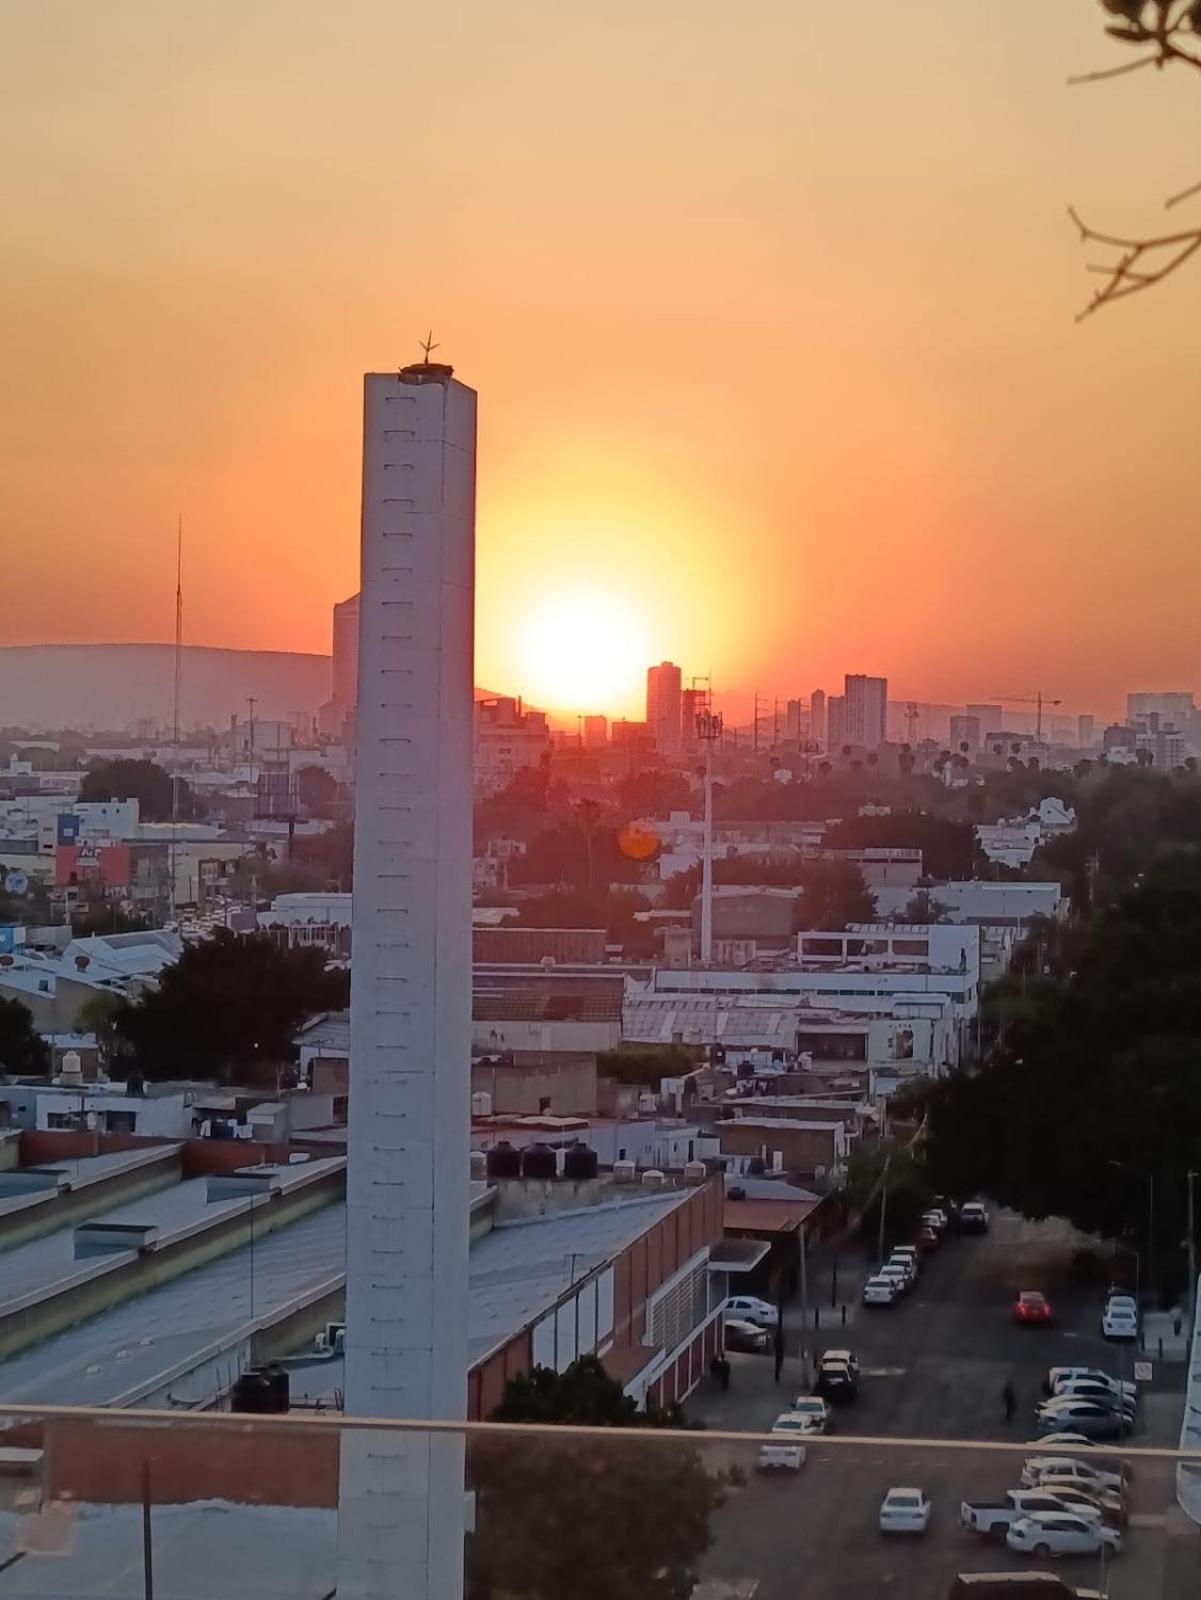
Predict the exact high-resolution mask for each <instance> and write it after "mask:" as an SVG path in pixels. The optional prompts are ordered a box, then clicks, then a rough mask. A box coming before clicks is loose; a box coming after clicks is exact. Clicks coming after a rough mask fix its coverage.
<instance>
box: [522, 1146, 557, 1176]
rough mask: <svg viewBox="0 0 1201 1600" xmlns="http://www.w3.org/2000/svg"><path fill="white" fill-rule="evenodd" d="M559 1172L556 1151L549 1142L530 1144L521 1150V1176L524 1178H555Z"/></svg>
mask: <svg viewBox="0 0 1201 1600" xmlns="http://www.w3.org/2000/svg"><path fill="white" fill-rule="evenodd" d="M557 1173H558V1162H557V1160H555V1152H553V1150H552V1149H550V1146H549V1144H529V1146H526V1149H525V1150H523V1152H521V1176H523V1178H544V1179H547V1178H555V1174H557Z"/></svg>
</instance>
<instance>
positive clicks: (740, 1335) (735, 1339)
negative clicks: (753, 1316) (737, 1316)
mask: <svg viewBox="0 0 1201 1600" xmlns="http://www.w3.org/2000/svg"><path fill="white" fill-rule="evenodd" d="M769 1347H771V1334H769V1333H768V1330H766V1328H760V1326H758V1323H753V1322H740V1320H739V1318H737V1317H734V1318H729V1317H728V1318H726V1349H728V1350H744V1352H750V1354H758V1352H761V1350H766V1349H769Z"/></svg>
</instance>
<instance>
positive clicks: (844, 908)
mask: <svg viewBox="0 0 1201 1600" xmlns="http://www.w3.org/2000/svg"><path fill="white" fill-rule="evenodd" d="M875 914H876V898H875V894H872V893H870V891H868V888H867V883H865V882H864V874H862V872H860V870H859V867H857V866H854V862H851V861H825V859H822V858H819V859H816V861H809V862H806V866H804V869H803V874H801V898H800V902H798V906H796V926H798V928H816V930H827V931H838V930H841V928H846V926H848V923H852V922H872V918H873V917H875Z"/></svg>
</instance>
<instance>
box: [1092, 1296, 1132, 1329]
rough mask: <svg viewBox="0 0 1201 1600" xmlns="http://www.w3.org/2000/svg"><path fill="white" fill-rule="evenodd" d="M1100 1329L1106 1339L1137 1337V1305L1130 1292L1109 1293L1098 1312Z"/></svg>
mask: <svg viewBox="0 0 1201 1600" xmlns="http://www.w3.org/2000/svg"><path fill="white" fill-rule="evenodd" d="M1100 1331H1102V1334H1103V1336H1105V1338H1107V1339H1137V1338H1139V1307H1137V1304H1135V1301H1134V1296H1131V1294H1110V1298H1108V1299H1107V1301H1105V1310H1102V1314H1100Z"/></svg>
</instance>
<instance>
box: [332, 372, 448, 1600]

▸ **EXERCISE OBJECTIVE**
Above are records with pictures; repeat the records exactly and leave the pictures out.

▸ **THE ANSWER**
Predict the exact high-resolution mask for each <instance> and write it after "mask:" as an SVG path in pixels. The optional prompts are ordered a box, then clicks, then a rough mask. A box coming before clicks is loose; a box coming after clicks is exact. Clicks coming after a rough mask fix its coverage.
<instance>
box: [522, 1146, 557, 1176]
rough mask: <svg viewBox="0 0 1201 1600" xmlns="http://www.w3.org/2000/svg"><path fill="white" fill-rule="evenodd" d="M559 1172L556 1151L549 1142L530 1144L521 1150V1176L524 1178H555Z"/></svg>
mask: <svg viewBox="0 0 1201 1600" xmlns="http://www.w3.org/2000/svg"><path fill="white" fill-rule="evenodd" d="M557 1173H558V1162H557V1160H555V1152H553V1150H552V1149H550V1146H549V1144H529V1146H526V1149H525V1150H523V1152H521V1176H523V1178H544V1179H547V1178H555V1174H557Z"/></svg>
</instance>
<instance>
positive clicks: (740, 1335) (735, 1339)
negative clicks: (753, 1316) (737, 1316)
mask: <svg viewBox="0 0 1201 1600" xmlns="http://www.w3.org/2000/svg"><path fill="white" fill-rule="evenodd" d="M769 1347H771V1334H769V1333H768V1330H766V1328H760V1326H758V1323H753V1322H740V1320H739V1318H737V1317H734V1318H729V1317H728V1318H726V1349H728V1350H744V1352H750V1354H758V1352H761V1350H766V1349H769Z"/></svg>
</instance>
<instance>
positive clicks: (844, 908)
mask: <svg viewBox="0 0 1201 1600" xmlns="http://www.w3.org/2000/svg"><path fill="white" fill-rule="evenodd" d="M875 914H876V898H875V894H872V893H870V891H868V888H867V883H865V882H864V874H862V872H860V870H859V867H857V866H854V862H851V861H825V859H822V858H819V859H816V861H809V862H806V866H804V869H803V874H801V898H800V902H798V906H796V926H798V928H816V930H827V931H838V930H841V928H846V926H848V923H852V922H872V918H873V917H875Z"/></svg>
</instance>
<instance>
box: [1092, 1296, 1132, 1329]
rough mask: <svg viewBox="0 0 1201 1600" xmlns="http://www.w3.org/2000/svg"><path fill="white" fill-rule="evenodd" d="M1100 1329L1106 1339L1137 1337V1305L1130 1292L1109 1293L1098 1312Z"/></svg>
mask: <svg viewBox="0 0 1201 1600" xmlns="http://www.w3.org/2000/svg"><path fill="white" fill-rule="evenodd" d="M1100 1331H1102V1334H1103V1336H1105V1338H1107V1339H1137V1338H1139V1307H1137V1304H1135V1301H1134V1296H1131V1294H1110V1298H1108V1299H1107V1301H1105V1310H1102V1314H1100Z"/></svg>
</instance>
<instance>
box: [332, 372, 448, 1600]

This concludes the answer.